▶ [About this task] Please read the colchicine article below and state when its manufacturer expects Lodoco to become available for prescription.

▶ [Extracted text]
■ ■ ■ ■ ■
FDA OKs Low-Dose Colchicine for Broad CV Indication

The US Food and Drug Administration has approved the anti-inflammatory drug colchicine 0.5 mg tablets (Lodoco) as the first specific anti-inflammatory drug demonstrated to reduce the risk for myocardial infarction (MI), stroke, coronary revascularization, and cardiovascular death in adult patients with established atherosclerotic disease or with multiple risk factors for cardiovascular disease.

The drug, which targets residual inflammation as an underlying cause of atherosclerotic cardiovascular disease, has a dosage of 0.5 mg once daily, and can be used alone or in combination with cholesterol-lowering medications. 

The drug’s manufacturer, Agepha Pharma, says it anticipates that Lodoco will be available for prescription in the second half of 2023.

Colchicine has been available for many years and used at higher doses for the acute treatment of gout and pericarditis, but the current formulation is a much lower dose for long-term use in patients with atherosclerotic heart disease.

Data supporting the approval has come from two major randomized trials, LoDoCo-2 and COLCOT.

In the LoDoCo-2 trial, the anti-inflammatory drug cut the risk of cardiovascular events by one third when added to standard prevention therapies in patients with chronic coronary disease. And in the COLCOT study, use of colchicine reduced cardiovascular events by 23% compared with placebo in patients with a recent MI.
■ ■ ■ ■ ■
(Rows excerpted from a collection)
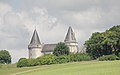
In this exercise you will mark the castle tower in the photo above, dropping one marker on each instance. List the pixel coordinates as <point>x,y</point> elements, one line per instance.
<point>35,46</point>
<point>70,41</point>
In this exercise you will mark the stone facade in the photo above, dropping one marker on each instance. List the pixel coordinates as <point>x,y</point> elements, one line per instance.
<point>37,49</point>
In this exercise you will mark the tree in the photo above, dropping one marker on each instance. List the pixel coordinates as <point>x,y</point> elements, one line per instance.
<point>23,62</point>
<point>5,57</point>
<point>104,43</point>
<point>61,49</point>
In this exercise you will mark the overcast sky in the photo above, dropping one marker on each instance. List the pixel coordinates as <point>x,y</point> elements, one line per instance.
<point>18,19</point>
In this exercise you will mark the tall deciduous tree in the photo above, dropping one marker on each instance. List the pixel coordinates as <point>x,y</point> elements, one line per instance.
<point>61,49</point>
<point>5,57</point>
<point>104,43</point>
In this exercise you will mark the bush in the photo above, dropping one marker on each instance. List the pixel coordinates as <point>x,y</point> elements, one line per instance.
<point>23,62</point>
<point>46,59</point>
<point>32,62</point>
<point>108,57</point>
<point>62,59</point>
<point>5,57</point>
<point>119,55</point>
<point>79,57</point>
■ ■ ■ ■ ■
▶ [Reply to the task] Agepha Pharma expects Lodoco to be available for prescription in the second half of 2023.